■ Excerpted text ■
==================================================

Reviewing the stand

After all that went down Wednesday afternoon, I needed a few days to clear my head from the information overload. (The odds and ends post that came up Thursday was actually written last weekend.)

What blew me away initially was the number of people attending – some accounts stated there were a million people there. Could be true, might not. Let’s say for the sake of my next few paragraphs there were a half-million.

I also want to preface those paragraphs by referencing a memory. Back in November 2009 I went to a Capitol Hill rally dubbed the “Emergency House Call” and as part of that I (and hundreds of others) traipsed through the various House office buildings – many of them visiting my representative at the time, the “blue dog” Democrat Frank Kratovil. But we didn’t visit inside the Capitol. (I’ve actually been in that building once, but as one of those “smelly tourists” Harry Reid used to complain about. It was back in the summer of 2009, as it turned out – that was a big year in my political activism.)

That “Emergency House Call” was probably the closest I’ve come to something like what some of the people did on Wednesday (minus the property damage, of course.) Yet let’s say 5,000 people ransacked the Capitol building – first of all, there were over 50 arrests (and counting, that I’m aware of) so even that subset of 1% of all protestors had its own violent subset of less than 2 percent.

(As an aside, I can’t deny that Richard Barrett, the grandfatherly protestor photographed sitting with his feet on Nancy Pelosi’s desk, reminds me of a old-aged Calvin. Maybe Hobbes was somewhere off camera.)

I certainly don’t want to say that these 0.2% of protestors were in the right, and certainly it seems that the most hardcore Trump backers have learned their lessons from the black bloc protestors that ran wild this summer. (Then again, the Capitol is still standing.) And while there are people who swear that Antifa was all over the violent part, the bios of those arrested seem to indicate otherwise. They represented the white supremacist side of incidents like the one we had in Charlottesville a few years ago.

I’m all for letting the long arm of the law deal with them; unfortunately it’s going to cost many of those people who were arrested their careers, even if they weren’t in the white supremacist category. (In particular, the legislator from West Virginia that resigned after livestreaming himself there.) It also cost Ashli Babbitt and Capitol Police officer Brian Sicknick their lives. (I don’t know if the other three who died in the overall protest died inside the Capitol or not.)

And it turned out to be for naught – in fact, any traction the cause may have received was reversed by the riot.

In the aftermath, it would seem that the era of Trump is going to be remembered for this and the pandemic as opposed to the strong economy and significant efforts at world peace it achieved with the Abraham Accords, and that’s a shame. Then again, that’s what a somewhat volatile New York personality and 90-plus percent negative coverage by the media will get you, I suppose.

Yet what worries me even more is the overreaction by Democrats and Big Tech. Impeachment with less than two weeks left in his term? Yeah, I get that impeachment and conviction would preclude Trump from running in 2024 but the Democrats have already figured out ways to rig the election so why worry? After all, the reason we got Trump in the first place was because the media could use him to gather eyeballs and he was going to be the candidate that would take the entire GOP down with him when Hillary was crowned empress in 2016. The media and Democrats (but I repeat myself) were happy to promote Donald Trump then because they thought he was the weakest GOP link. Guess again.

==================================================

■ Instructions for the task ■
Condense the paragraph of the post that begins "I also want to preface those paragraphs" into a shorter version that keeps its main facts. The records here are unrelated to the post and stand as separate material.

(Photo-based referring expression data)

==================================================

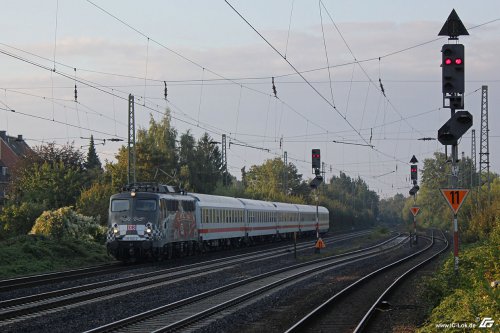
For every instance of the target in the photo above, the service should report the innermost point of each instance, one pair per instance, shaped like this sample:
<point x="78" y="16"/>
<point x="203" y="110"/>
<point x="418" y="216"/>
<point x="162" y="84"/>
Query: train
<point x="158" y="221"/>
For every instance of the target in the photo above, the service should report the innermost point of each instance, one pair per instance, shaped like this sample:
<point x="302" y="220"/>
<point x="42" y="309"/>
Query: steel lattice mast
<point x="131" y="140"/>
<point x="473" y="170"/>
<point x="484" y="153"/>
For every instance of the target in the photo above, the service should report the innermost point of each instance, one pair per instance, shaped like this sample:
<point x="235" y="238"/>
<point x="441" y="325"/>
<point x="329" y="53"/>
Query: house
<point x="12" y="149"/>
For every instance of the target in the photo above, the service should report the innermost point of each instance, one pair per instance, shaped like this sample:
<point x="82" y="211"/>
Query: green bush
<point x="66" y="223"/>
<point x="95" y="201"/>
<point x="466" y="296"/>
<point x="16" y="220"/>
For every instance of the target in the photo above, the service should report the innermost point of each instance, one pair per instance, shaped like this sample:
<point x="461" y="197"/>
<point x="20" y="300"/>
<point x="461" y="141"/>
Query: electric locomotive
<point x="148" y="220"/>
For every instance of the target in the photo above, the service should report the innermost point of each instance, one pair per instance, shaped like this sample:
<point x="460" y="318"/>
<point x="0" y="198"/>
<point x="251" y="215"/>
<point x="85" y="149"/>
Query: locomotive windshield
<point x="145" y="205"/>
<point x="120" y="205"/>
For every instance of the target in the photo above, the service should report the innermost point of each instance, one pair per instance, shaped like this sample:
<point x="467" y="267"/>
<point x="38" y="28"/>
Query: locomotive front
<point x="132" y="225"/>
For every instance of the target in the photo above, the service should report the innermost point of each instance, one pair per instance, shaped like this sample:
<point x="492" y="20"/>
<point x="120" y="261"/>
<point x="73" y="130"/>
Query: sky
<point x="327" y="59"/>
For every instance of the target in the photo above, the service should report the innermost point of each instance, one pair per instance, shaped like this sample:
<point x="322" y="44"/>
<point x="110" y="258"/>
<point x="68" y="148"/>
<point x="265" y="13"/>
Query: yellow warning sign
<point x="320" y="244"/>
<point x="415" y="210"/>
<point x="455" y="197"/>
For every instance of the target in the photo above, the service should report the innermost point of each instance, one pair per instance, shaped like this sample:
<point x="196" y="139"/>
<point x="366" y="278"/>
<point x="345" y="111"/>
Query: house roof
<point x="11" y="149"/>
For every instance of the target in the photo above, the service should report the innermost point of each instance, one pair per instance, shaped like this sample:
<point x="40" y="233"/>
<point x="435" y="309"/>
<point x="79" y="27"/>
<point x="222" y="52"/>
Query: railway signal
<point x="414" y="190"/>
<point x="316" y="182"/>
<point x="453" y="68"/>
<point x="455" y="127"/>
<point x="316" y="160"/>
<point x="413" y="172"/>
<point x="453" y="87"/>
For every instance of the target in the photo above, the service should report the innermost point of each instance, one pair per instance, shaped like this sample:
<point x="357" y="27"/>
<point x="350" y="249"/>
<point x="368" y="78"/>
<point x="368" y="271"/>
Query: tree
<point x="51" y="176"/>
<point x="94" y="201"/>
<point x="156" y="158"/>
<point x="206" y="169"/>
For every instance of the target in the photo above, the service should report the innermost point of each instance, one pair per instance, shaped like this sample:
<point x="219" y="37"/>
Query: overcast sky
<point x="219" y="76"/>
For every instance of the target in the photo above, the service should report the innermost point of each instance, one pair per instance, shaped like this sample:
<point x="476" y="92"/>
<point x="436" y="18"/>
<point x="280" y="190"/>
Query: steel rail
<point x="365" y="320"/>
<point x="315" y="265"/>
<point x="314" y="314"/>
<point x="38" y="279"/>
<point x="21" y="306"/>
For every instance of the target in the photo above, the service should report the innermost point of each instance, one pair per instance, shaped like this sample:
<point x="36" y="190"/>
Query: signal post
<point x="413" y="192"/>
<point x="453" y="88"/>
<point x="316" y="165"/>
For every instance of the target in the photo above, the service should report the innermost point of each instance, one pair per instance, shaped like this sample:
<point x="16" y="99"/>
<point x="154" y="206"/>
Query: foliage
<point x="51" y="176"/>
<point x="351" y="203"/>
<point x="466" y="297"/>
<point x="94" y="201"/>
<point x="19" y="219"/>
<point x="266" y="182"/>
<point x="66" y="223"/>
<point x="30" y="254"/>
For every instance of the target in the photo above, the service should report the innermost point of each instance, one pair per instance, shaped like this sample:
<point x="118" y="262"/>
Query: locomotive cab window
<point x="120" y="205"/>
<point x="145" y="205"/>
<point x="172" y="205"/>
<point x="188" y="206"/>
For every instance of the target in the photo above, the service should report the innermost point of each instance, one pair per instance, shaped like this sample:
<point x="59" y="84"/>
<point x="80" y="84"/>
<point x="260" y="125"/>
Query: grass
<point x="26" y="255"/>
<point x="466" y="297"/>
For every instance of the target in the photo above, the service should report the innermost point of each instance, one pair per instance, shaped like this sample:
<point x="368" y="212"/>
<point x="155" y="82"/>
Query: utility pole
<point x="285" y="172"/>
<point x="316" y="164"/>
<point x="224" y="161"/>
<point x="131" y="140"/>
<point x="473" y="169"/>
<point x="413" y="192"/>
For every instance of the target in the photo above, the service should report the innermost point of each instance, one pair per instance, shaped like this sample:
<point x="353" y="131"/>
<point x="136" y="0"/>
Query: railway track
<point x="349" y="310"/>
<point x="74" y="274"/>
<point x="185" y="313"/>
<point x="22" y="308"/>
<point x="80" y="273"/>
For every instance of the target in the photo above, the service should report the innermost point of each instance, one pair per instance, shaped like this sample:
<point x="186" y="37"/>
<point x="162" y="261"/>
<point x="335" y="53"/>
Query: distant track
<point x="39" y="279"/>
<point x="327" y="318"/>
<point x="179" y="315"/>
<point x="79" y="273"/>
<point x="22" y="308"/>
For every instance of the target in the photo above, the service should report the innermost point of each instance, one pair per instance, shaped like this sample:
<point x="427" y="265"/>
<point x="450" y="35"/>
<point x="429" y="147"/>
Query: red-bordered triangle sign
<point x="455" y="197"/>
<point x="415" y="210"/>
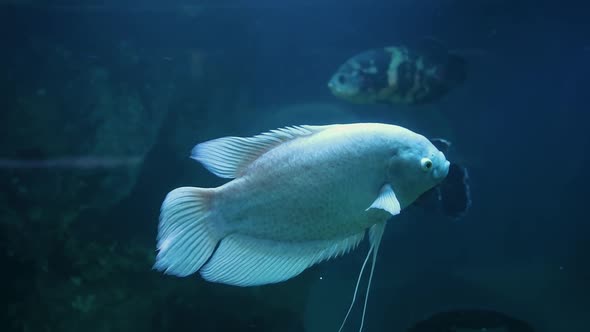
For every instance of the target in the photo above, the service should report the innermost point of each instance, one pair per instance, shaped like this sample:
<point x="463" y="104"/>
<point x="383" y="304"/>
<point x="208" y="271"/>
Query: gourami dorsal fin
<point x="227" y="157"/>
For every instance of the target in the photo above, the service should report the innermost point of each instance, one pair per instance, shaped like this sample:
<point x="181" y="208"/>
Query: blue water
<point x="132" y="80"/>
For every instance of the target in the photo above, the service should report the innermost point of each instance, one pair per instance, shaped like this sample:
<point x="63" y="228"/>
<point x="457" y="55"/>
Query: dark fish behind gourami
<point x="397" y="75"/>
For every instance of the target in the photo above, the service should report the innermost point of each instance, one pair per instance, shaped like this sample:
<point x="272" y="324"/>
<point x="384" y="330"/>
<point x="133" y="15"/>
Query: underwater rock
<point x="471" y="320"/>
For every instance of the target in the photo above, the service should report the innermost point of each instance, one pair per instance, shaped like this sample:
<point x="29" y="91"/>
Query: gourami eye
<point x="426" y="164"/>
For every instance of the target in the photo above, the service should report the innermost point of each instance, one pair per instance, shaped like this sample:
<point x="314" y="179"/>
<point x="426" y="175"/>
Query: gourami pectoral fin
<point x="387" y="201"/>
<point x="227" y="157"/>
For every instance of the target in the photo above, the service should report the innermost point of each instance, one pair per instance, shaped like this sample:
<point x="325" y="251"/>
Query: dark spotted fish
<point x="397" y="75"/>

==================================================

■ Output of the exercise ■
The writer recalls joining hundreds of others at the "Emergency House Call" rally on Capitol Hill in November 2009. Participants walked through the House office buildings, and many visited the writer's representative at the time, "blue dog" Democrat Frank Kratovil. They did not go inside the Capitol. The writer has been in that building only once, as a tourist in the summer of 2009, a big year for the writer's political activism.